Dataset excerpts:
(begin)

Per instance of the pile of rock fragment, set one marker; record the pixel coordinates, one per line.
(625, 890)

(end)
(begin)

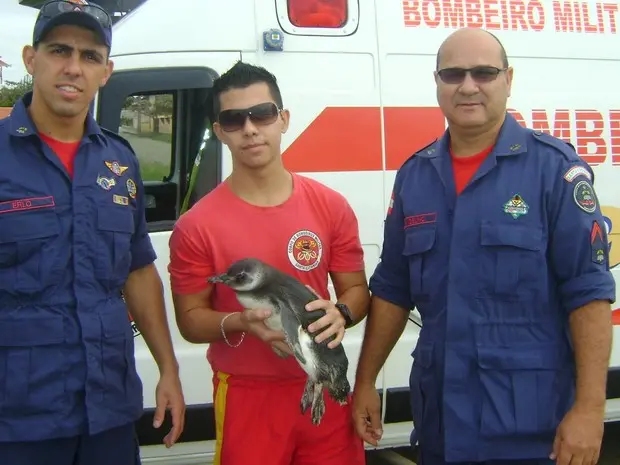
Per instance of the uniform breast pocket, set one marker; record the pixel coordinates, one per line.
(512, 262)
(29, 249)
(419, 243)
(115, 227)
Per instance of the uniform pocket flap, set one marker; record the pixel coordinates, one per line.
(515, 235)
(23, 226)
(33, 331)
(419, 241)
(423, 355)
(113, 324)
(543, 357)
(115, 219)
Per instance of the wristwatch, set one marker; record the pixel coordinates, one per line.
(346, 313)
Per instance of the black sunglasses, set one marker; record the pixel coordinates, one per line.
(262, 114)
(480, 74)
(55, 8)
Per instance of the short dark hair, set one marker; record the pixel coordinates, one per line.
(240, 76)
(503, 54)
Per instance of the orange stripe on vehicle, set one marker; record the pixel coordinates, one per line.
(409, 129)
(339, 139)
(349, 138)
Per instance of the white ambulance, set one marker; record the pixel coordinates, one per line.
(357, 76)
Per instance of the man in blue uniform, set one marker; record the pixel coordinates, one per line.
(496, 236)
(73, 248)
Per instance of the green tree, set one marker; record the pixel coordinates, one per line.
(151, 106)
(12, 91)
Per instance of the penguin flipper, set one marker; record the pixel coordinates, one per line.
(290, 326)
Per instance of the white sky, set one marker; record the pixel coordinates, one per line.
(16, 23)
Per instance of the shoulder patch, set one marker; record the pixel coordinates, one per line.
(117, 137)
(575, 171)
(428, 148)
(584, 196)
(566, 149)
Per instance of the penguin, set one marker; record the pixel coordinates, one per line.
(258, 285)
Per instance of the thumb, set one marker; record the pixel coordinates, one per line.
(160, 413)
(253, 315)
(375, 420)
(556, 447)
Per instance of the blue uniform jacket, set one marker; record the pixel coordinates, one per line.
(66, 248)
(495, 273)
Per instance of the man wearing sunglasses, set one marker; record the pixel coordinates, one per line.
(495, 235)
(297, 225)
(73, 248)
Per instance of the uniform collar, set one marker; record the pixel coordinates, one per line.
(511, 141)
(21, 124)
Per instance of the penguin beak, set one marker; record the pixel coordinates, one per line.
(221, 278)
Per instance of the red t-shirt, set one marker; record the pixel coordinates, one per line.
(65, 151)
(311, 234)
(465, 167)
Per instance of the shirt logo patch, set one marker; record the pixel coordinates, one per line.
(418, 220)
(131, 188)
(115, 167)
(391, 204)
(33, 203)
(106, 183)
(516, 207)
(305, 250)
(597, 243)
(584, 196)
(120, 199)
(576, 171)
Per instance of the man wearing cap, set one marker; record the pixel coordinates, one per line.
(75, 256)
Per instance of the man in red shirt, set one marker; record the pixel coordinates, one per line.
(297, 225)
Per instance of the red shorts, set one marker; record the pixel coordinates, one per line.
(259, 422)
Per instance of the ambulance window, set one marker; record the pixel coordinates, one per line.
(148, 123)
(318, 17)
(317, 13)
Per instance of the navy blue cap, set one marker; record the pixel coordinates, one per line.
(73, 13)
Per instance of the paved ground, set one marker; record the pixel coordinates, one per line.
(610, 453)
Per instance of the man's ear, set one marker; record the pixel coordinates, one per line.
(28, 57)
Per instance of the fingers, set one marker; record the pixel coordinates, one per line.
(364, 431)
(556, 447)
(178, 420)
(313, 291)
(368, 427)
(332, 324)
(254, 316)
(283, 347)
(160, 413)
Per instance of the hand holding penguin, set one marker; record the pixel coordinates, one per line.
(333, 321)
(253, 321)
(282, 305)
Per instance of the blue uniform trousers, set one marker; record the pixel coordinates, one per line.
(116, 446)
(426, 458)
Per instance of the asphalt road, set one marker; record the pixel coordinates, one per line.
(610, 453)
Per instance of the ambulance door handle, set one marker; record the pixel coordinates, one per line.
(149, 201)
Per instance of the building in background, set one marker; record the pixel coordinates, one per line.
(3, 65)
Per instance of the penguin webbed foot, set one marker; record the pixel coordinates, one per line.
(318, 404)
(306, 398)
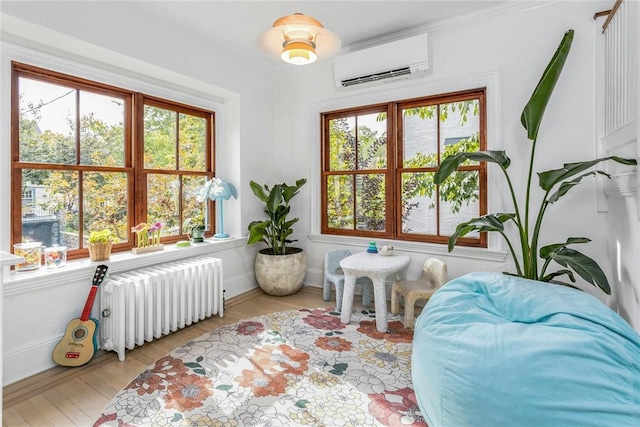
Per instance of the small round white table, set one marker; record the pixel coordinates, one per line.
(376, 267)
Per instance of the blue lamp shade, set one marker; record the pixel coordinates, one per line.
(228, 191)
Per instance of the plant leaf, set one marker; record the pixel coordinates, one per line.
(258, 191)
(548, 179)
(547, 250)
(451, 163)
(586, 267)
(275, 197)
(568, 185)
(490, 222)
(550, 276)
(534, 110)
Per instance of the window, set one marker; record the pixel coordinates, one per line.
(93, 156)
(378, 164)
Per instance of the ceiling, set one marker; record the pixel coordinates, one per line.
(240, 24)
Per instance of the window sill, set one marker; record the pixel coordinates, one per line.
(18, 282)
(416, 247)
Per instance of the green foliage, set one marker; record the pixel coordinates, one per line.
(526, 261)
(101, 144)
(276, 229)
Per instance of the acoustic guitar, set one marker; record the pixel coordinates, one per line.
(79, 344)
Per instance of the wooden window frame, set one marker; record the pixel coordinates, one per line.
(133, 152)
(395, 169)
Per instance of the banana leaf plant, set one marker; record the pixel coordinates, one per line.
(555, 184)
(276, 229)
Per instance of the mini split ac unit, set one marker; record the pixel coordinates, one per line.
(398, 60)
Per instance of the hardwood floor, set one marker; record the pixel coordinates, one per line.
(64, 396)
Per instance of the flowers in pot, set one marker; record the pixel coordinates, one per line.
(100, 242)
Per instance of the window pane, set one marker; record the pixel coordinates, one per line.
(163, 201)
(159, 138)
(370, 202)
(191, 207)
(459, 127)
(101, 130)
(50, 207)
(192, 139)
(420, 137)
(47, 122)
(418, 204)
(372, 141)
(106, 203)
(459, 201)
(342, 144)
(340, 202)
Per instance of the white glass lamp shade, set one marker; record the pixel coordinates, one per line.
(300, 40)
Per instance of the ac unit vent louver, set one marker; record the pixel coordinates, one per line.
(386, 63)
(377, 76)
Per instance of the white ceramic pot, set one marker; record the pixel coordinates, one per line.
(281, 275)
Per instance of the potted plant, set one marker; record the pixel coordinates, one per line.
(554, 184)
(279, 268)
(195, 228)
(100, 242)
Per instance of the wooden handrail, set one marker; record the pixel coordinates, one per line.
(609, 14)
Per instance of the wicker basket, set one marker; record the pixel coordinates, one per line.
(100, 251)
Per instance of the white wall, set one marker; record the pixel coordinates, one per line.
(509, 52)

(end)

State how many lines in the material above contain the string "pocket", giving the number alone.

Task solution: 2